TASKS:
**1.** Decide whether each statement agrees with the gluten-free text: (a) the words wheat and gluten can be used interchangeably; (b) the wheat-free bread was kept in a small freezer at the back of the store; (c) the writer's migraines began in high school. Answer yes or no for each, and quote the words from the text that settle it.
**2.** According to the gluten-free text, why did the writer's diet become a healthy, well-balanced one? Explain in one to three sentences.

TEXT:
The Gluten-Free Craze: Why It’s Making Me Unhealthy
Gluten-free is the new black. It’s everywhere. I’ve been wheat-free (therefore mostly gluten-free) for 17 years and when my mother and I first began searching for wheat-free foods, we might as well have been searching for Bigfoot. (Let me make a sidenote by saying that there is much confusion about gluten vs. wheat sensitivities and allergies. The words wheat and gluten are not interchangeable. Eating a gluten-free diet means that you will be avoiding wheat. However, not all products labelled “wheat-free” are gluten-free.) We spent hours in the grocery store reading labels and searching for foods that didn’t contain wheat. It was shocking to learn that everything from soy sauce to salad dressings and even some meats, contained wheat.
I had been suffering for years with a broad spectrum of random symptoms, including migraines that started in 5th grade, and after seeing an “alternative” medicine practitioner and being tested for and diagnosed with food allergies, I began the journey of eliminating wheat, coconut and soy from my diet. I was a teenager at the time and it was not an easy thing to do. The terms “food allergies” and “gluten-free” were not yet part of the mainstream lexicon.
There was one “alternative lifestyle” store in town that carried a wheat-free bread option. The first time I ventured into this shop, I searched for twenty minutes amongst the crystals, incense, hemp products and patchouli oil until I discovered a tiny freezer in the back corner that contained the alternative food selections. I was thrilled that I was going to be able to still eat bread. Thrilled until I actually got it home, tried it and realized that I would rather lick a thousand envelopes than consume one more crumb of that bread.
I was left with lean meats, fruits, vegetables, nuts and a few non-wheat grains. Basically, I began eating what was actually considered a healthy, well-balanced diet that forced me to eliminate processed foods and junk foods. It changed my life. My mood swings (the non-teenage girl oriented ones) were gone. I wasn’t constantly swinging between extreme hyperactivity and soul-killing lethargy. The migraines were gone, as well as the itchy skin, the watery eyes, the sneezing, the lack of focus and stomach problems. I also lost around twenty-five pounds. I was a different human being.

Stored records:

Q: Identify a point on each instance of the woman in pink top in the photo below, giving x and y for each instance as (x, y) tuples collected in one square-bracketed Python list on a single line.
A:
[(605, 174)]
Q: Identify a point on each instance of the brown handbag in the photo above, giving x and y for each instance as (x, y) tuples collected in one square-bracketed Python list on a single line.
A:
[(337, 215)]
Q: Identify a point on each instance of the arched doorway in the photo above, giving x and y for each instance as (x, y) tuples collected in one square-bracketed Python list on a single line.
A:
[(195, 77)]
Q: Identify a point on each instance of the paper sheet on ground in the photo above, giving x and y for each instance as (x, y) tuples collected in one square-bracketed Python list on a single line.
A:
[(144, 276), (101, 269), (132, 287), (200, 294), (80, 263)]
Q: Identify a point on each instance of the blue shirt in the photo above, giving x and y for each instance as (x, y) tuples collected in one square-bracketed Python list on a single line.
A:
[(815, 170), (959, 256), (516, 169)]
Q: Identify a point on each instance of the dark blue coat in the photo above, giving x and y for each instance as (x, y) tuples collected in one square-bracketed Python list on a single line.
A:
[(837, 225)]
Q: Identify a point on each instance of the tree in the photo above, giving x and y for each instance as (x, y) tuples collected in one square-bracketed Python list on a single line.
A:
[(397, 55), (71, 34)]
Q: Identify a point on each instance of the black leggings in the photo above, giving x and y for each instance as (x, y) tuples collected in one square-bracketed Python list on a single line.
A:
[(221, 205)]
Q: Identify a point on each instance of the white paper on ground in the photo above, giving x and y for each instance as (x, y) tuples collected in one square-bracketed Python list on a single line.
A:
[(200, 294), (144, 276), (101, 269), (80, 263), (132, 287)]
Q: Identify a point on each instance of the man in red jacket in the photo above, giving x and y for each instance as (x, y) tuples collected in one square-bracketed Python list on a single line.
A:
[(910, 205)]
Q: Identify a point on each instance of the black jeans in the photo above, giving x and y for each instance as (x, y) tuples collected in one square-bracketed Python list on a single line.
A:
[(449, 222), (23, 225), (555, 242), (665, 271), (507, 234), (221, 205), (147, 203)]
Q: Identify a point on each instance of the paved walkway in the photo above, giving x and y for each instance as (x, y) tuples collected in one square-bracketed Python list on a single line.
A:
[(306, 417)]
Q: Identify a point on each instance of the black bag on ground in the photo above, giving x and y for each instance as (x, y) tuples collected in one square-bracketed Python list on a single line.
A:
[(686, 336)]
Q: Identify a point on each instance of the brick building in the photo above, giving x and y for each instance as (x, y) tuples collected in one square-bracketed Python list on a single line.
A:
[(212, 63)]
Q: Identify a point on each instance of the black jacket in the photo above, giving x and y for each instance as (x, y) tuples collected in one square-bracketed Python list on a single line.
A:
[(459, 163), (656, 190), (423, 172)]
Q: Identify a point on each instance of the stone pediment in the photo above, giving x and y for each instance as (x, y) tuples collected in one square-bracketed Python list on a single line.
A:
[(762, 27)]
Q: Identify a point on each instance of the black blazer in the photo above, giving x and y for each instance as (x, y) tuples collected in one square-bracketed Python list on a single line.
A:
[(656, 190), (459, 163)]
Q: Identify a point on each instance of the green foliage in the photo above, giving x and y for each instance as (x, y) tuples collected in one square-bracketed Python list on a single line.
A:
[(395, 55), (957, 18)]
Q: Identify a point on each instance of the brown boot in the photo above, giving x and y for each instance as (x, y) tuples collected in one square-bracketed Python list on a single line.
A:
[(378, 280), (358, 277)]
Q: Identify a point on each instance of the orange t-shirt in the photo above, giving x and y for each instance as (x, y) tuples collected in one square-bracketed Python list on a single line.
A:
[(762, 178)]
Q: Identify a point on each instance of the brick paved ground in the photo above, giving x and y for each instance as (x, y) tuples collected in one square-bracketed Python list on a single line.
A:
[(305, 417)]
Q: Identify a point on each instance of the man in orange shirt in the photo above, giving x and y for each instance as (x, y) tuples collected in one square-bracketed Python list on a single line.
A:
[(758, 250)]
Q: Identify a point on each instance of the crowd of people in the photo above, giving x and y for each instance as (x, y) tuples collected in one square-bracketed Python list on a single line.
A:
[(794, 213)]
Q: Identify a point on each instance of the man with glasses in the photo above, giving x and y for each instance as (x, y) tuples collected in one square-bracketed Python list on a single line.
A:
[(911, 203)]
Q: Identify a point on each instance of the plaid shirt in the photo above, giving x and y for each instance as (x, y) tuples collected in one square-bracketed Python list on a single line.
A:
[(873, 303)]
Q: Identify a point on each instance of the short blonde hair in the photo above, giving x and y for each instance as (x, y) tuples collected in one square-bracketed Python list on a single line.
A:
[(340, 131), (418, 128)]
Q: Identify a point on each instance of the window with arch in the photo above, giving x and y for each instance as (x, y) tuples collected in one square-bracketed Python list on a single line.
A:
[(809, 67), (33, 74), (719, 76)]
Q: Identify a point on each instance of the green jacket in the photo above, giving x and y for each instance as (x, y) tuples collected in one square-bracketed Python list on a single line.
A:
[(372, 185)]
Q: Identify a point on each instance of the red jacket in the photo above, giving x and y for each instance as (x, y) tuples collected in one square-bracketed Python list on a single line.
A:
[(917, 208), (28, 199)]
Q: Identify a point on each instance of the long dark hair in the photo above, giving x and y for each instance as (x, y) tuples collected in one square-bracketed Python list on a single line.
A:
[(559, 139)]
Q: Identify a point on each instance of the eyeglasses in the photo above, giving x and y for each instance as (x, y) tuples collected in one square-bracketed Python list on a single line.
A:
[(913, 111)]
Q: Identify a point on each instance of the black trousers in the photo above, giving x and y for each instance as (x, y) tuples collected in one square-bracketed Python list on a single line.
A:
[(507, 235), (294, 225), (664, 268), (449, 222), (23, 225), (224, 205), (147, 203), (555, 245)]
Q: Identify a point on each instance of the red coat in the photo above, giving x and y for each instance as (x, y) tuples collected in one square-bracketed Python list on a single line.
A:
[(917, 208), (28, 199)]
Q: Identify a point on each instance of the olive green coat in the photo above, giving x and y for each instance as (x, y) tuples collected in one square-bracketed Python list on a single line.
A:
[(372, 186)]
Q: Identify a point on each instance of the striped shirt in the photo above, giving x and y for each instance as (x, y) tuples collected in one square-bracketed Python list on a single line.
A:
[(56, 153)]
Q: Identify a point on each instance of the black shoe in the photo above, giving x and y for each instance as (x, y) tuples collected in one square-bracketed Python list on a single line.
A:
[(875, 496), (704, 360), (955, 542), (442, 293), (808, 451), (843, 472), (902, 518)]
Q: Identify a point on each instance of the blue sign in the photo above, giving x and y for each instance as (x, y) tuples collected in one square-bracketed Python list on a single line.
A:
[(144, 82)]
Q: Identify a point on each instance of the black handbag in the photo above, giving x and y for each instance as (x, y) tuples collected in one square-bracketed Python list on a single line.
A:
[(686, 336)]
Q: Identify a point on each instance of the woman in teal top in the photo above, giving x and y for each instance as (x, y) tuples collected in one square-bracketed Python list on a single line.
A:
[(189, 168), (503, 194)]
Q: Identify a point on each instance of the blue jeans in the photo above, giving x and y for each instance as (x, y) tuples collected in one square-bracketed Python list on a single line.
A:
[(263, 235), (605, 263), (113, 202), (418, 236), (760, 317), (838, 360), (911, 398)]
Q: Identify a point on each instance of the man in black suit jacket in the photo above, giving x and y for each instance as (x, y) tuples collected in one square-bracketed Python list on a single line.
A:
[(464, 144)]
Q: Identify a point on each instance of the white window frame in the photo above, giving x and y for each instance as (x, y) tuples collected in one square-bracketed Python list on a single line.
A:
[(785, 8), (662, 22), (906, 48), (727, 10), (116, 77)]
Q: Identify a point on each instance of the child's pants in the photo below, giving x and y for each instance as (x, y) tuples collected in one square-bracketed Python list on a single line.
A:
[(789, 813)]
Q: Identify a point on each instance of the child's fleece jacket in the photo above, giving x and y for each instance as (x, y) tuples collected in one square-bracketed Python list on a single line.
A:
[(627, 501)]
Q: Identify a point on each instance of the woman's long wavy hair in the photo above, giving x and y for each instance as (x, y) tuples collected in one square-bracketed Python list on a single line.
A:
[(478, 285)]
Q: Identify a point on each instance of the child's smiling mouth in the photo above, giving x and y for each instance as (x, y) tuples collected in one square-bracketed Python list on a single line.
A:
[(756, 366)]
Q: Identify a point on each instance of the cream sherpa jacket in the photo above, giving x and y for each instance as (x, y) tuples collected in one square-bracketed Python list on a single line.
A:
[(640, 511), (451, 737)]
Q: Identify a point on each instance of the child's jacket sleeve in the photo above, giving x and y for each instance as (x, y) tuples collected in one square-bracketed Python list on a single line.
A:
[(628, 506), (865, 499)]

RESPONSES:
**1.**
(a) No: "The words wheat and gluten are not interchangeable."
(b) Yes: "a tiny freezer in the back corner that contained the alternative food selections"
(c) No: "migraines that started in 5th grade"

**2.** After cutting out wheat and finding the wheat-free bread inedible, the writer was left with lean meats, fruits, vegetables, nuts and a few non-wheat grains. Eating only those foods forced the writer to eliminate processed foods and junk foods.